* Exercise description *
Find each line in the items below that contains the word "road", and copy those lines in full.

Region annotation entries
————
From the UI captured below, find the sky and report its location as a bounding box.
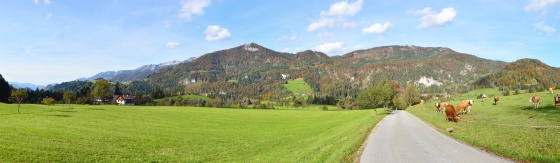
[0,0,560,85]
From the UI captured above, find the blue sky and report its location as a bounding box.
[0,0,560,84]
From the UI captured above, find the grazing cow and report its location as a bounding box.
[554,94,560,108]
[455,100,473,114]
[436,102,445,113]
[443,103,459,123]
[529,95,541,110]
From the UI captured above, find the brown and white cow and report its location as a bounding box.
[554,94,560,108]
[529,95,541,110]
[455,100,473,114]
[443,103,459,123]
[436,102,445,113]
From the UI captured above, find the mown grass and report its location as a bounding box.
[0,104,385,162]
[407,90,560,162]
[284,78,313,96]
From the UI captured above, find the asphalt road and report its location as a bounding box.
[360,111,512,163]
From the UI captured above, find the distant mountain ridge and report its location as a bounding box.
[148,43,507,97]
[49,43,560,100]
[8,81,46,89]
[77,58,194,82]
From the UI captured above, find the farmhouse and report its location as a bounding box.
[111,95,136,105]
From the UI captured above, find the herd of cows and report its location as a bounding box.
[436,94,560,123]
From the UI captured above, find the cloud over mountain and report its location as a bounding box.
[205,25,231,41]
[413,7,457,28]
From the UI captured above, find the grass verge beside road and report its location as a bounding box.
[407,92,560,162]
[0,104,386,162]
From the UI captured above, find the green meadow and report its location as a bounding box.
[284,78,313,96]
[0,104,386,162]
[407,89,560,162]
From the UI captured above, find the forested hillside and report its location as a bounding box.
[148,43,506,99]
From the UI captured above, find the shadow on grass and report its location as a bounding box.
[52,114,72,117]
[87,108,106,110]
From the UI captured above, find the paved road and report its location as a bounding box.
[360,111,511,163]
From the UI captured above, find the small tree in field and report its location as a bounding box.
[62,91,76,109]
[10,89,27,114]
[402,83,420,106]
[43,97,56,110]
————
* Exercise response *
From the UI captured above, find the asphalt road and report its location as a bounding box.
From the UI captured above, find the grass verge beside road and report its location as a bounding box.
From the UI captured above, find the paved road and report its location as a bounding box.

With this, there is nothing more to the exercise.